- Task statement -
Make an exact copy of the listing below.
[BEGIN Data supplied]
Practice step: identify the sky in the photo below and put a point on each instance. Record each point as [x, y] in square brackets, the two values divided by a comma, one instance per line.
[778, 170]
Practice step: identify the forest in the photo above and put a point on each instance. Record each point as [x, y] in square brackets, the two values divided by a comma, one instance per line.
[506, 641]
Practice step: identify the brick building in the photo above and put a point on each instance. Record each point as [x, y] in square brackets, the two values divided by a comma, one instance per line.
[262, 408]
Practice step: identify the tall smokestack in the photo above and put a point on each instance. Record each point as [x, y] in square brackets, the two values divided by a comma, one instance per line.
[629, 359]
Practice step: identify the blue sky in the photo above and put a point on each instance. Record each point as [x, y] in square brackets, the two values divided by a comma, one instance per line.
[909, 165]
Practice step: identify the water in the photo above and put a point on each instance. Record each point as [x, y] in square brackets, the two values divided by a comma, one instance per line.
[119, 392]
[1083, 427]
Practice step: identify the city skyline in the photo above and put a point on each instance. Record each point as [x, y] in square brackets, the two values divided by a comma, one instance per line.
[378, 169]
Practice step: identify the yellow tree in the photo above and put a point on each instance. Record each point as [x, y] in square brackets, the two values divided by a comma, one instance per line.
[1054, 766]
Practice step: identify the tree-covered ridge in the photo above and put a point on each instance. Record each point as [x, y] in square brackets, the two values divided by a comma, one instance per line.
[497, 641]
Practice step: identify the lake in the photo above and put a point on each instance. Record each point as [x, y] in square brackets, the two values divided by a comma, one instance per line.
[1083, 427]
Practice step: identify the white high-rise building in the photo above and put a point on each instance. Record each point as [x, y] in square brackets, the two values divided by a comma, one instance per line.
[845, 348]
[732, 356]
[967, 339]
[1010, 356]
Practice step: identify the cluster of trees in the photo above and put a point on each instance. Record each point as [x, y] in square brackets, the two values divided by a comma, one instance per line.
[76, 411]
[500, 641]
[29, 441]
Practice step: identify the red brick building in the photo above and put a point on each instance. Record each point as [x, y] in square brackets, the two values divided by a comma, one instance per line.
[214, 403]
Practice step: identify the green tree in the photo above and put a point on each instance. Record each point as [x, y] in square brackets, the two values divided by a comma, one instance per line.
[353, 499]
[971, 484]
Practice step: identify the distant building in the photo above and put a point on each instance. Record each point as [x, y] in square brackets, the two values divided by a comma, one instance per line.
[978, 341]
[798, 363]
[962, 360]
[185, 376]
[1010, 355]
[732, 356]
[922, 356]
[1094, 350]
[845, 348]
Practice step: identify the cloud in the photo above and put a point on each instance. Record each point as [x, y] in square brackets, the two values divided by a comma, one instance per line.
[END Data supplied]
- Exercise result -
Practice step: identify the sky in the photo below and put a point on each instance. Record each point as [x, y] in square brackets, the two values divided by a comma, one instance per line.
[778, 170]
Practice step: identify the forest in the photo above and put a point on each instance. Record each point as [x, y] in square brackets, the two values divided by a comma, one instance per line.
[506, 641]
Practice step: identify the brick building in the photo above and put a point on each instance. Record each point as [x, y] in square brackets, the two values divided by a comma, one instance per line.
[262, 408]
Practice step: identify the tall smokestack in the photo above and put a point on each instance. Record each point as [x, y] in square brackets, the two values divided by a comma, one instance per line.
[629, 359]
Practice step: identify the blue sky in the photo above and put a point on each instance. Record each point as [x, y] in square brackets, the two values divided by a comma, one instance per line.
[909, 165]
Practice step: identify the water in the photo above and put a point on each instance. Record each point as [x, y] in square brackets, the two values divided by a comma, one instance per line.
[119, 392]
[1083, 427]
Practice step: identify the city skyline in the photo above and put a point on each instance. Record each point as [x, y] in square brackets, the two values divided by a comma, one instance per line.
[378, 169]
Practice step: identify the yellow tree in the photo above and put a point on each instance. Record each point as [x, y] in square brackets, the two values divided by a comma, one instance per line.
[1054, 766]
Practice step: identify the tree-covered ridge in the photo above and put a point on each instance. Record each point as [x, y] in square brackets, the two values divided by a comma, one instance per line.
[497, 641]
Practice step: identify the lake in the photo above and put a point on each instance. Record each point as [x, y] in square brackets, the two values divided by a comma, one instance per line.
[1083, 427]
Practice step: identify the white high-rise building in the photo above and put a point on each instance. Record each point as [x, y] in square brackets, the two values divided by a comma, one instance per line.
[845, 348]
[732, 356]
[967, 339]
[1010, 356]
Practice step: identify the cluster of trees in the photo above and put a point on each instance. Record each point as [x, y] in square brackets, the two values divided by a comma, one instance per line.
[76, 411]
[500, 641]
[29, 441]
Practice step: identify the red brick building in the photo above and put a point on each instance. Record each point as [x, y] in square brackets, the two values divided by a comma, one instance per line.
[214, 403]
Practice step: identify the green tree in the photo above and put a point on each instance. Record each point as [x, y] in square brackets, the two values divided by a comma, one instance per line.
[353, 499]
[971, 484]
Practice step: identify the distant building in the photo above and put a point on each instance. Record each point as [x, y] in square brackets, the two values divided by a comma, one instance per line.
[978, 341]
[798, 363]
[962, 360]
[185, 376]
[1010, 355]
[732, 356]
[922, 356]
[1094, 350]
[845, 348]
Practice step: identify the cloud in the photo above and put a point on each instance. Record each point as [x, y] in square brackets, the two values divided by a comma, one instance per line.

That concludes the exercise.